───── Given data

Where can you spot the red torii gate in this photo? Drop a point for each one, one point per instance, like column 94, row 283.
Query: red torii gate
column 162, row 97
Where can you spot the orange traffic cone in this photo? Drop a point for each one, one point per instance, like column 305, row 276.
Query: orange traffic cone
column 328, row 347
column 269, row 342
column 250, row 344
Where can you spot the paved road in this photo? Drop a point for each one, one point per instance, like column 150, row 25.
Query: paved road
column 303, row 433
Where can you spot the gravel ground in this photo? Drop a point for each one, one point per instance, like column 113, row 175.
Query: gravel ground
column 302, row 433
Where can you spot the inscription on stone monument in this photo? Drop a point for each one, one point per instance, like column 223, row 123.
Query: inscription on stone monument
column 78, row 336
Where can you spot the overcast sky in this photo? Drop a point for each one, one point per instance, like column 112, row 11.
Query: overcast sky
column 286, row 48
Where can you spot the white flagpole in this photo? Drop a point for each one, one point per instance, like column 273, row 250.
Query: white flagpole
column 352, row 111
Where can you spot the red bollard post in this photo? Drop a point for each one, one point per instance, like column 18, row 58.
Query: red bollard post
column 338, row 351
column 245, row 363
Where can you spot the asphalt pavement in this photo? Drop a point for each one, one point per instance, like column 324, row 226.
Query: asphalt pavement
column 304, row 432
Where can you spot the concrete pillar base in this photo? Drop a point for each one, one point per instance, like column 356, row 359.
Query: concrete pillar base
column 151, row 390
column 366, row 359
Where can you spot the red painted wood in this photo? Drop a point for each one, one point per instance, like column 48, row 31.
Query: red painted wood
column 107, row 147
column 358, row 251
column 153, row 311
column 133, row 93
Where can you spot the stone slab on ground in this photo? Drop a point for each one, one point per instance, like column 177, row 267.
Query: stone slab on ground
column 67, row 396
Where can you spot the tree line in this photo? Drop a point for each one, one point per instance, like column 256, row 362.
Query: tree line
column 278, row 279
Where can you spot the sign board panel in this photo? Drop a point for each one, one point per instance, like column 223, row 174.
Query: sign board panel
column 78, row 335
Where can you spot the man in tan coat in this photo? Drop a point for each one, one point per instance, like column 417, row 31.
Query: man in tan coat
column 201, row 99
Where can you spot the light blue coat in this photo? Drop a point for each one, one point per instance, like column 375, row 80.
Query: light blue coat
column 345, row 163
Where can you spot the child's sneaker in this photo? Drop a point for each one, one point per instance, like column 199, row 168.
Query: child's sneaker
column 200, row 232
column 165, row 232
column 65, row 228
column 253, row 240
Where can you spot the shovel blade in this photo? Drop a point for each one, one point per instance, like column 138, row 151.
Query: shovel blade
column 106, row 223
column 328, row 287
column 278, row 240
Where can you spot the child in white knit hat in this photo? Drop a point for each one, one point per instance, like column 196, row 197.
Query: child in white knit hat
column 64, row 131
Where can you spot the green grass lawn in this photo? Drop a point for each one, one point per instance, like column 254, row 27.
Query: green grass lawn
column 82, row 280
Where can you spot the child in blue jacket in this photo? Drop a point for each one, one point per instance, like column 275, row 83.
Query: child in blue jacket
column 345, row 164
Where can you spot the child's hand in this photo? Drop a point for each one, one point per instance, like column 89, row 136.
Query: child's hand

──────────

Express every line from the one containing "Where can you spot the orange" down to the one containing "column 78, row 336", both included, as a JSON list of strings with one string per line and blank lines omitted.

[
  "Where can you spot the orange traffic cone in this photo? Drop a point for each one, one point per instance, like column 305, row 276.",
  "Query: orange traffic cone",
  "column 328, row 347",
  "column 269, row 342",
  "column 250, row 344",
  "Where can you spot the paved road in this photo? Drop a point for each one, one point per instance, like column 150, row 25.",
  "Query: paved road",
  "column 303, row 433",
  "Where can you spot the gravel ground in this photo? Drop a point for each one, one point per instance, like column 113, row 175.",
  "Query: gravel ground",
  "column 302, row 433",
  "Where can you spot the inscription on stone monument in this photo? Drop a point for each one, one point per instance, like column 223, row 123.",
  "Query: inscription on stone monument",
  "column 78, row 336"
]